Après le PLM (centre de tri parisien) où, face au refus du directeur de les recevoir, les personnels ont décidé le 17 octobre la grève immédiate pour une durée illimitée, le mouvement s'étend dans la Loire à  partir du 20 octobre. Tour à  tour, tous les services sont touchés: centre de tri, distribution, guichets, services téléphoniques. En moins d'une semaine, réunis en assemblée générale, les personnels décident la grève. La rapidité, la participation et les conditions de son développement montrent immédiatement l'ampleur du mécontentement et la détermination du personnel. Les revendications énoncées précédemment sont au coeur du conflit, en particulier la question des salaires. Le syndicat départemental CGT appelle dès le début du conflit ses syndiqués et l'ensemble du personnel à  se réunir et à  élaborer des cahiers de revendications locales et à  les déposer auprès des chefs d'établissements et à  la Direction départementale.

DONNÉES FOURNIES:
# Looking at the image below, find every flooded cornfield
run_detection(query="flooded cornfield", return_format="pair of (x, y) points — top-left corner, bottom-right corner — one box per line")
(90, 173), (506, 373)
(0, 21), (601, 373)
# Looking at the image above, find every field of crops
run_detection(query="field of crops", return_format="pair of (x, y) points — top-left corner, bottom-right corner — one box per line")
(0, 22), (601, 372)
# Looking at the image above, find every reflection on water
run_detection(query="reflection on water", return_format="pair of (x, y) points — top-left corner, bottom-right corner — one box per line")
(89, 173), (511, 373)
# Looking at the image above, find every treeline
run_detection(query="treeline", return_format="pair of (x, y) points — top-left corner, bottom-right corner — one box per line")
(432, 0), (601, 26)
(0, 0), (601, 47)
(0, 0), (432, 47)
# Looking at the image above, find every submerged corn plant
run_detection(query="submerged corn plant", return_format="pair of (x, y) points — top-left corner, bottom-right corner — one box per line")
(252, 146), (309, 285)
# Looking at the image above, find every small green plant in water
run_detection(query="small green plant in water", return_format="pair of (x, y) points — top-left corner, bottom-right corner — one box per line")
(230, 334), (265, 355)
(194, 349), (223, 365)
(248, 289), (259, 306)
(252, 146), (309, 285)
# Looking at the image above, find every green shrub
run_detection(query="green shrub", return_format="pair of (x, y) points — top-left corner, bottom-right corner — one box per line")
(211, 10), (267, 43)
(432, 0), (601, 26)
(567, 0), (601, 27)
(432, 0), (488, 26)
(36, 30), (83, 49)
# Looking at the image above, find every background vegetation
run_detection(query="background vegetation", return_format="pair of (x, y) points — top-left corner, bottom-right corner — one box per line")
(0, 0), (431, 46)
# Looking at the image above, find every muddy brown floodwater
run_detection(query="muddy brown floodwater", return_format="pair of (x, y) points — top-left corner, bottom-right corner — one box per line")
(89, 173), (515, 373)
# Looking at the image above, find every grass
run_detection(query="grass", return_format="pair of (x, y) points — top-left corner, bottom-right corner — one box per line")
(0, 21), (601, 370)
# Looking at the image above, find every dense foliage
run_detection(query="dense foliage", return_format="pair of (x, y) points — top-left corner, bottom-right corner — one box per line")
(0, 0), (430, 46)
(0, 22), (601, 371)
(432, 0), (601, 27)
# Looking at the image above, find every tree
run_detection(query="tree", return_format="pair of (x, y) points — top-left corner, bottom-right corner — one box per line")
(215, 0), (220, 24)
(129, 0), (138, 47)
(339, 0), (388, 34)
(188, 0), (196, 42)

CONSIGNES:
1. Quels sont tous les services touchés tour à tour selon le texte sur la grève ?
2. Répondez à ces questions sur le texte sur la grève :
(a) Quel jour les personnels du PLM ont-ils décidé la grève immédiate ?
(b) À partir de quelle date le mouvement s'étend-il dans la Loire ?
(c) Quelle question est en particulier au cœur du conflit ?
3. Poursuivez le texte sur la grève après sa dernière phrase.
Les enregistrements proviennent d'une autre source que le texte sur la grève.

VOS RÉPONSES:
1. Centre de tri, distribution, guichets, services téléphoniques.

2.
(a) Le 17 octobre.
(b) À partir du 20 octobre.
(c) La question des salaires.

3.
Lutte

Durant les cinq semaines de grève, le même scénario se reproduira jour après jour. La journée débute par un piquet de grève devant les établissements. Puis, service par service, les personnels se prononcent par vote sur la poursuite du mouvement avant de rejoindre la salle Sacco-Vanzetti de la Bourse du Travail de saint-Etienne, toujours comble. Chaque jour, des militants représentant les différentes organisations syndicales vont informer les personnels des bureaux les moins organisés sur l'évolution du conflit. La participation de ces agents peu syndicalisés, soumis à  la pression de la direction, sera plus faible que dans les grands centres, pourtant pratiquement l'ensemble des bureaux débrayeront, y compris la Direction départementale de la Poste avec des temps forts de plus de 80% de grévistes... Du jamais vu aux PTT.  Ensuite, à  partir de 9-10 heures du matin, des AG intersyndicales de tous les services et bureaux sont organisées à  Roanne et Saint-Etienne. Un vote sur la poursuite du mouvement clôture chaque AG.  La matinée se termine par une manifestation dans les rues des deux villes. Députés, maires, conseillers généraux sont "harcelés" par les demandes d'audiences...


Interpro et solidarité


Dès les premiers débrayages, Joseph Sanguedolce, secrétaire général de l'UD CGT, est informé en permanence. Son analyse de la situation rejoint celle des militants et son implication, très appréciée, lui vaudra un large soutien des postiers stéphanois lors des élections de 1977. Le soutien de l'interpro, sous toutes ses formes (financière, manifestations, pétitions...), jouera un rôle moteur dans l'enracinement du conflit. La population est en général solidaire du mouvement. De jeunes agriculteurs vendront aux grévistes de la viande et des pommes de terre à  prix coûtant.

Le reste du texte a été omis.